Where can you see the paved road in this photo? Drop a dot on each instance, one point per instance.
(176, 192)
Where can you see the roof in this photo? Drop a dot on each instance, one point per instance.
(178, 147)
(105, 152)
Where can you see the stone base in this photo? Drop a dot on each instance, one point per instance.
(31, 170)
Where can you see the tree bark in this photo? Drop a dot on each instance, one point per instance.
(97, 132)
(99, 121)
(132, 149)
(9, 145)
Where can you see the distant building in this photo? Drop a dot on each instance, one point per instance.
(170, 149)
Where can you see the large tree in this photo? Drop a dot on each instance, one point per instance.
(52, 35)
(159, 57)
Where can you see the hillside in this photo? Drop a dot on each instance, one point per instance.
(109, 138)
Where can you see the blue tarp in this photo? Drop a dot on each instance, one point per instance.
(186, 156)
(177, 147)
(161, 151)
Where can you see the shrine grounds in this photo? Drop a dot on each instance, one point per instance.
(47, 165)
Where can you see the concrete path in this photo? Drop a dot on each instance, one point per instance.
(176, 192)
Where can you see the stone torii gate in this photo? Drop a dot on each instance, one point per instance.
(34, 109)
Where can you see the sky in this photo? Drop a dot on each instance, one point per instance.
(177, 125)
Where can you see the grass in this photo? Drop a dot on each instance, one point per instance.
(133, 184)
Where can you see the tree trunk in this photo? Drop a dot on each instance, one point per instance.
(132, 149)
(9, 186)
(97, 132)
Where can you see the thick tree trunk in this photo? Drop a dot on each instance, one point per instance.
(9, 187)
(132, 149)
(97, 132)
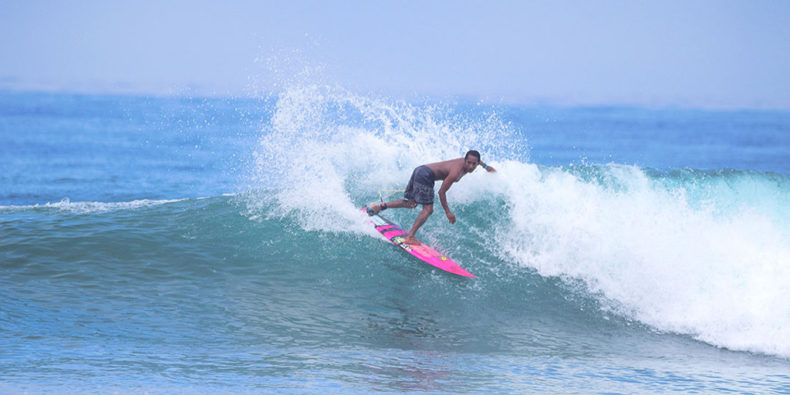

=======

_Short task_: Format the lines above as a numbered list, skipping any blank lines. Leave the picture out of your answer.

_Correct response_:
1. Where can you see the paved road in this photo? Drop a dot on each instance, one point per instance.
2. (176, 192)
3. Where can you see the roof in this photo? Drop a dot on each instance, one point per instance.
4. (178, 147)
5. (105, 152)
6. Where can you see the stone base in this photo? Drop a dot on each instance, one point per instance.
7. (31, 170)
8. Where can you see the tree bark in this photo? Drop a dot on each instance, one point per instance.
9. (97, 132)
10. (99, 121)
11. (132, 149)
12. (9, 145)
13. Where can you see the distant building in this photo? Drop a dot on each instance, one point per instance.
14. (170, 149)
15. Where can you see the large tree in this photo? Drop a dot on each instance, one point per instance.
16. (52, 35)
17. (159, 57)
18. Where can you see the hillside in this photo? Drop a dot on each instance, one point per instance.
19. (109, 138)
20. Where can you see the blue tarp in this photo? Drop a dot on each instance, one point per instance.
21. (186, 156)
22. (177, 147)
23. (161, 151)
24. Where can you see the shrine grounds in this photo? Drop a dot on each instance, one point per instance.
25. (47, 165)
26. Where can you see the concrete path in this photo? Drop a dot on each instance, one point per instance.
27. (176, 192)
28. Where can you see the stone torii gate in this photo? Drop a dot on each instance, one point per instance.
29. (34, 109)
30. Where can you see the sky in this photo? Drop a dot on each instance, one point per instance.
31. (177, 125)
32. Where can you see the grass in this photo? Drop a dot on each instance, one point per instance.
33. (133, 184)
34. Where can you see the tree trunk in this photo? Drop a dot on each instance, one point per instance.
35. (132, 149)
36. (9, 186)
37. (97, 132)
38. Where can you see the thick tree trunk in this photo? Drop a dot on each instance, one point per instance.
39. (9, 187)
40. (132, 149)
41. (97, 132)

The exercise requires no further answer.